[Records from a dataset]
########################################
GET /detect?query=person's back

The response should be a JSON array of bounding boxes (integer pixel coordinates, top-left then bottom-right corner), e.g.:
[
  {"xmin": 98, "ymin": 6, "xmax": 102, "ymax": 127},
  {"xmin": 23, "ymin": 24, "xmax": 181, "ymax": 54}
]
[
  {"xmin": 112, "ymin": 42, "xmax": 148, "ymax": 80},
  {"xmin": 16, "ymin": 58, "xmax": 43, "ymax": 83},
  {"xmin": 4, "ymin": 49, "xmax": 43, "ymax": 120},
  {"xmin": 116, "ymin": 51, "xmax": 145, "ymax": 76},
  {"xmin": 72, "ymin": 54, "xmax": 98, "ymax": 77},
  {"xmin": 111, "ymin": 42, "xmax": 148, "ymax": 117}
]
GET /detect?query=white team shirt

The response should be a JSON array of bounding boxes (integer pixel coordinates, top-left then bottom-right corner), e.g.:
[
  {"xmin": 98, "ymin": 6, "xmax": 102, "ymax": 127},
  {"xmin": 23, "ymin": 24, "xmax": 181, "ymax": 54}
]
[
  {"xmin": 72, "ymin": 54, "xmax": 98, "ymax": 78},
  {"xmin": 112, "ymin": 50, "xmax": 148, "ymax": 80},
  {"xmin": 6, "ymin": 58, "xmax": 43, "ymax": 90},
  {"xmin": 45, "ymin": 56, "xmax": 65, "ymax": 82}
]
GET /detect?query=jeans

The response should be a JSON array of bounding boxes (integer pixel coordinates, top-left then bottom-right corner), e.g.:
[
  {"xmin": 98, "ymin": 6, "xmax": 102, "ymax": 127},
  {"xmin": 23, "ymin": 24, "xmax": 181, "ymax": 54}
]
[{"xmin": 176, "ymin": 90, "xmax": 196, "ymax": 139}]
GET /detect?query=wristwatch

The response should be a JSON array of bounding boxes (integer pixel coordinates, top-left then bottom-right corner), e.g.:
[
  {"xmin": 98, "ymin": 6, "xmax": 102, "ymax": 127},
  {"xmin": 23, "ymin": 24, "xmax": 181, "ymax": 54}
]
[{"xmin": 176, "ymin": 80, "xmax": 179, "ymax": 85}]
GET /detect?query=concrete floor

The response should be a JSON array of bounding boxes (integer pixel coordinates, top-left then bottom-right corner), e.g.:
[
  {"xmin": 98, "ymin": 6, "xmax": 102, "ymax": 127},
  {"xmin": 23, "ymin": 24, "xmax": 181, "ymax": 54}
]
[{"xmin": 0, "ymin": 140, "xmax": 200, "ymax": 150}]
########################################
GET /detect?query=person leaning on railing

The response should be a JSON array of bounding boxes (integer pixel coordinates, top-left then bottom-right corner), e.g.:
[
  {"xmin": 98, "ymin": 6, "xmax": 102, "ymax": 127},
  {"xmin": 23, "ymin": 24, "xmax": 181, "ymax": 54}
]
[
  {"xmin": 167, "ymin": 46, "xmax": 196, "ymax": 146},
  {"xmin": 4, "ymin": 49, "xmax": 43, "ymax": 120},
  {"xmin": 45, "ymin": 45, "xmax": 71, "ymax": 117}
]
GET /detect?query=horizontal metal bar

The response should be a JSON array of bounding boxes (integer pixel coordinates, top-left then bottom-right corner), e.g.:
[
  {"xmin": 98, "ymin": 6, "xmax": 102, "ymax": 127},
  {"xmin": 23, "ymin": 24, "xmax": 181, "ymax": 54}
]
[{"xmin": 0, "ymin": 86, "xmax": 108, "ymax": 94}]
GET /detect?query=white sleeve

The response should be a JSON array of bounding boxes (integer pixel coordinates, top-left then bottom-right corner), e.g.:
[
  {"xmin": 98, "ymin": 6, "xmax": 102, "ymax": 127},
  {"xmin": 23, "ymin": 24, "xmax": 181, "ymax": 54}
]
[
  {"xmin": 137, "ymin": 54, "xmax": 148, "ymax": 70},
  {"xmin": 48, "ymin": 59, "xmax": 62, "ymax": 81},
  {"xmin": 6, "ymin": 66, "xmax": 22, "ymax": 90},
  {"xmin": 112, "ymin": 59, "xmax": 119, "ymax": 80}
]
########################################
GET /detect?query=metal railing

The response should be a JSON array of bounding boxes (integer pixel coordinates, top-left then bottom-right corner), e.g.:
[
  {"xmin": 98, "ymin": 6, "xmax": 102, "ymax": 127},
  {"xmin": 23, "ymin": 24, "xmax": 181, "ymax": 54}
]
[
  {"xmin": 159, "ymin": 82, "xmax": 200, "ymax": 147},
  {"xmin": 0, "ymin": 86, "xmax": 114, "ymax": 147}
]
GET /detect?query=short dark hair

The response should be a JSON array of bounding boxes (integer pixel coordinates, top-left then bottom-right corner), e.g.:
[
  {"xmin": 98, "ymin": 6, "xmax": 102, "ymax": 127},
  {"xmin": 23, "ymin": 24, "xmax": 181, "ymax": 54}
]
########################################
● **WHAT IS NEEDED**
Pull out every line of the entries above that contains the word "white" and list those lines.

● **RESULT OF THE TASK**
GET /detect?query=white team shirt
GET /detect?query=white sleeve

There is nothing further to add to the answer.